Passage >>
Brown's electric dream for Britain

Exclusive: PM reveals plans to create first 'green' cities geared towards electric cars in drive to create 400,000 new jobs

Gordon Brown has promised an environmentally friendly Budget later this month to kick start a "green recovery" – including the mass introduction of electric cars on Britain's roads.

In an exclusive interview with The Independent, the Prime Minister trailed measures to make Britain "a world leader" in producing and exporting electric cars, hybrid petrol-electric vehicles and lighter cars using less petrol. Alistair Darling, the Chancellor, will announce in his Budget that trials for electric cars in two or three cities will begin next year. Councils will be invited to bid to become Britain's first "green cities". The Government will open talks with power companies to ensure the vehicles can have their batteries recharged at a national network of power points at the roadside.

Mr Darling will also set a target of creating 400,000 jobs in "green industries" over the next five years.

Other green measures to be outlined by the Government shortly include relaxing planning rules to allow the building of more wind farms to ensure Britain hits its target to generate 15 per cent of its energy from renewable sources by 2020. "Smart meters" will eventually be installed in every home so people can see how much energy they use. Ministers also want to develop a "clean coal" industry by approving an experiment with carbon capture and storage.

In his first newspaper interview since last week's G20 summit, Mr Brown kept open the option of a limited further fiscal stimulus in the Budget. But with public borrowing in the current financial year likely to rise from the forecast £118bn to around £150bn, he hinted that the Chancellor might have to announce more tax rises for the medium term to balance the nation's books.

"It is not just what we do to give real help now, but about setting a path for the future as well. We always take into account what we need and what is best future for the fiscal position," he said.

Record extracts >>
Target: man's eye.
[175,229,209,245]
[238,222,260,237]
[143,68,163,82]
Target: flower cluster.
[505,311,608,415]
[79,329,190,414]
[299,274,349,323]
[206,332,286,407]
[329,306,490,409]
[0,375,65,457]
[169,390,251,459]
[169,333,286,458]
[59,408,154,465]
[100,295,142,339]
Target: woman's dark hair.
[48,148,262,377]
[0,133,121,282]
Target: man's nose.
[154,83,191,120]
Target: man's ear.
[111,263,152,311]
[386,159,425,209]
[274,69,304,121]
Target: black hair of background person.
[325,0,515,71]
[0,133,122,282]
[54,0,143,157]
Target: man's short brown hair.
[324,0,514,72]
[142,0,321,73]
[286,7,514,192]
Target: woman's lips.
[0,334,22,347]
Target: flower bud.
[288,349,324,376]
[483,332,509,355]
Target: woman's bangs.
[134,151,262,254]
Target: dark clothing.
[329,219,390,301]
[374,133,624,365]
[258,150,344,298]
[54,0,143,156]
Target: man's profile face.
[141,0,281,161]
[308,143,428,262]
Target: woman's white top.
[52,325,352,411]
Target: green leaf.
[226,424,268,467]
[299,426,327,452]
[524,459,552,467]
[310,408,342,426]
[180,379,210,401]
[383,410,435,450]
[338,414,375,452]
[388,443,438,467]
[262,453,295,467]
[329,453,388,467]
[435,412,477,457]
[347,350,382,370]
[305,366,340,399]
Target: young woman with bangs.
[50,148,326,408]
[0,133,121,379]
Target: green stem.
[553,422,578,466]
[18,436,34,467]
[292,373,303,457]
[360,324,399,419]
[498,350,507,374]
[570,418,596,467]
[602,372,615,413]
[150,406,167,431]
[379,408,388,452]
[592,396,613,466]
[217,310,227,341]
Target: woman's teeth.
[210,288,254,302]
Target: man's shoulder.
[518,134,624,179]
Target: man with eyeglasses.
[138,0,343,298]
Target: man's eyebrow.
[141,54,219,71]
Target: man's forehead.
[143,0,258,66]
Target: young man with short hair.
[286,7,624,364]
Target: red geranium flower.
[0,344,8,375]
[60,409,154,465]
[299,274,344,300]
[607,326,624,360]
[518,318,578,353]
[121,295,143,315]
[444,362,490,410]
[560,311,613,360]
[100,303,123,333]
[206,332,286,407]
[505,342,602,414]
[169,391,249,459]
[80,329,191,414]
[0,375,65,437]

Set exercise 1 >> Revise the electric-car article, beginning at the words "Gordon Brown has" and stopping after "at the roadside.". Write out that stretch with "electric cars" replaced by "battery cars".
Set exercise 2 >> Collect every line of the records that contains the word "green".

Written reply 1 >>
Gordon Brown has promised an environmentally friendly Budget later this month to kick start a "green recovery" – including the mass introduction of battery cars on Britain's roads.

In an exclusive interview with The Independent, the Prime Minister trailed measures to make Britain "a world leader" in producing and exporting battery cars, hybrid petrol-electric vehicles and lighter cars using less petrol. Alistair Darling, the Chancellor, will announce in his Budget that trials for battery cars in two or three cities will begin next year. Councils will be invited to bid to become Britain's first "green cities". The Government will open talks with power companies to ensure the vehicles can have their batteries recharged at a national network of power points at the roadside.

Written reply 2 >>
Target: green leaf.
Target: green stem.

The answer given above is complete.